[Passage to read start]

# Looking For Paul Gregory, John Cooper



## Phil Houghton (Aug 23, 2005)

Hi Guys are you out their???
Thought I would post this message to see how you are doing or whether any of our crew mates have any news about you both Phil


----------



## LEEJ (Mar 25, 2006)

Phil,
there was a Paul Gregory in Blue Star in the 80's who ended up in Fishers.Is he the same?
Rgds.
LeeJ


----------



## Phil Houghton (Aug 23, 2005)

Hi LeeJ sounds like the one and same. I sailed with him in Fishers on a couple of occassions. he had come over from Blue Star.
Rgds Phil


----------



## LEEJ (Mar 25, 2006)

Phil,
I think I am right in saying that he lives in Barrow now.
Rgds, LeeJ


----------



## chris mullaney (Nov 22, 2008)

*re Paul gregory John cooper.*

Hi Phil, Can give you any info you require on paul, or john. John cooper was my best man at my wedding 30 yrs ago ,and we stay in touch always.Was out having a drink with him last week in shields. Likewise, john can tell me all about paul, who i beleive has recently finished with fishers,John is still with fishers, and sailed with paul for the last few years. Regards, Chris Mullaney.


----------



## Mick Spear (Jan 6, 2007)

chris mullaney said:


> Hi Phil, Can give you any info you require on paul, or john. John cooper was my best man at my wedding 30 yrs ago ,and we stay in touch always.Was out having a drink with him last week in shields. Likewise, john can tell me all about paul, who i beleive has recently finished with fishers,John is still with fishers, and sailed with paul for the last few years. Regards, Chris Mullaney.


Paul Gregory was a top guy to sail with: evertonian from bootle if i remember right. He could do good impersonations of fellow crew members. I sailed with him on Hoegh Duke and Southland Star. We had a laugh on the Hoegh Duke, some of the names that trip: Neil Mcbride, Pete McKenna, Mick Gilmore, Bobby edwards. Paul Morris, Pete Thomas, George smart (electrician - what a guy). Captain was Windy Wilson, mate was Peter ? (SSN member now captain with whoever took over the fleet)
Would love to meet up with Paul again - a good shipmate for sure!!!
Mick S
PS. Chris i'm not sure if we have met or sailed together? I'm a good mate of Stiffy (aka Neil Turner) and your name is sure familiar.

[Passage to read end]
[Data lines start]

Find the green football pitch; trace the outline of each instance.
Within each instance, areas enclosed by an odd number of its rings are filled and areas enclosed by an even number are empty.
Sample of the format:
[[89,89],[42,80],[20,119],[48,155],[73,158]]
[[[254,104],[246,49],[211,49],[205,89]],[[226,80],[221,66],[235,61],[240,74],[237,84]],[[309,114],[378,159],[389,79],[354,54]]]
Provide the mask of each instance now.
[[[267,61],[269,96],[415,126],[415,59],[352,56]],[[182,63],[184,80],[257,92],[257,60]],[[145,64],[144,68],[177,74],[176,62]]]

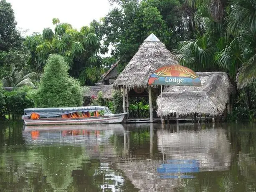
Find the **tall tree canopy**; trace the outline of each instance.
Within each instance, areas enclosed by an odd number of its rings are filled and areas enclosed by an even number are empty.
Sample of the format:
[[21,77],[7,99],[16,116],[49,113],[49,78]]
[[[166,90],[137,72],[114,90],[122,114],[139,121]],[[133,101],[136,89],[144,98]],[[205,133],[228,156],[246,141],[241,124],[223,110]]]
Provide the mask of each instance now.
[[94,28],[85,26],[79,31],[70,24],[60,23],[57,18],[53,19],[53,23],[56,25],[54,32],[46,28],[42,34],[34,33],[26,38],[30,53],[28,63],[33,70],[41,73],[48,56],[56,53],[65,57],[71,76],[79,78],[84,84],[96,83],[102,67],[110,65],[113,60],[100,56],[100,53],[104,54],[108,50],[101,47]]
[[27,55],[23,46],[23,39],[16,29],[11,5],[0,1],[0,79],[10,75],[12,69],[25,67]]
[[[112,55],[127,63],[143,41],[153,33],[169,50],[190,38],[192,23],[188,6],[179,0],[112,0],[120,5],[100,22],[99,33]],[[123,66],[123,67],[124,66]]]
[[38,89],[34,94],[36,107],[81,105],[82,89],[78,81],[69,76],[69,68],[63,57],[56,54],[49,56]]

[Data lines end]
[Data lines start]

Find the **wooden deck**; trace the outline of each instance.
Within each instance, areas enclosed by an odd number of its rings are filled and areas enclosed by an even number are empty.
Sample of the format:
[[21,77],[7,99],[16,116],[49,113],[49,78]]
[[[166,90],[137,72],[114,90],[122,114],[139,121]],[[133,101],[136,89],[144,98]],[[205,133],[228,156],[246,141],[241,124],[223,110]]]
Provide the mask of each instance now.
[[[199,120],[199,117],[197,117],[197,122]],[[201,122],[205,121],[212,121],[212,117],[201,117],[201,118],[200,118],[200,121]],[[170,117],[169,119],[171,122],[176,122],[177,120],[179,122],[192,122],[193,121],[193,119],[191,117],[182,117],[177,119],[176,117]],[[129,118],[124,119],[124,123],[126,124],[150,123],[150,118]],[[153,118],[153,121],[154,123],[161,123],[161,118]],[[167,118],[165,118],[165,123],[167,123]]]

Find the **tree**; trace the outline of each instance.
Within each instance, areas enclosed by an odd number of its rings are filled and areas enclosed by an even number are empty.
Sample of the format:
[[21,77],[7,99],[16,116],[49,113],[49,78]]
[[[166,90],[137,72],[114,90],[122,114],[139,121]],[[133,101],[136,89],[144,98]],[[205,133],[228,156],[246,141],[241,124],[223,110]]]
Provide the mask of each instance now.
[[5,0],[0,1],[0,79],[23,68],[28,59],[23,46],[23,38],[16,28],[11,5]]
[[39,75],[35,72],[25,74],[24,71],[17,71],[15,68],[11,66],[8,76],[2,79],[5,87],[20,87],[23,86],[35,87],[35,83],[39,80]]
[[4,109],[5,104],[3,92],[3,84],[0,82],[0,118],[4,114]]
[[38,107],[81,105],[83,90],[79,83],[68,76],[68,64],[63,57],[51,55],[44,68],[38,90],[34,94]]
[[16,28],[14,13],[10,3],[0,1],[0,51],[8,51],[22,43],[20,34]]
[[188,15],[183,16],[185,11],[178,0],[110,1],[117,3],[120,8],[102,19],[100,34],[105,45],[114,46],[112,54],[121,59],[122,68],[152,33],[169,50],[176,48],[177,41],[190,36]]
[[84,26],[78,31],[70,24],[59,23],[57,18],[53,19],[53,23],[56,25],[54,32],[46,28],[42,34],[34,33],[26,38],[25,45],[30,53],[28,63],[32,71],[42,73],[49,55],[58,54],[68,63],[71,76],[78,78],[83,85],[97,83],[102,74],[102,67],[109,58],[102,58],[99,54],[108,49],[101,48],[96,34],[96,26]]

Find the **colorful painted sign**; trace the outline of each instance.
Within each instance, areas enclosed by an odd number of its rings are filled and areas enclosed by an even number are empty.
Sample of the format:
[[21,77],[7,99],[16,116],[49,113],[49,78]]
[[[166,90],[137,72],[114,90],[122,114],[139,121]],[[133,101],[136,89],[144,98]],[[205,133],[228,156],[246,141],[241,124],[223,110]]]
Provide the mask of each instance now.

[Data lines end]

## Required work
According to the forum thread, on which ships did Mick Spear sail with Paul Gregory? The records have nothing to do with the forum thread.

## Result
Hoegh Duke and Southland Star.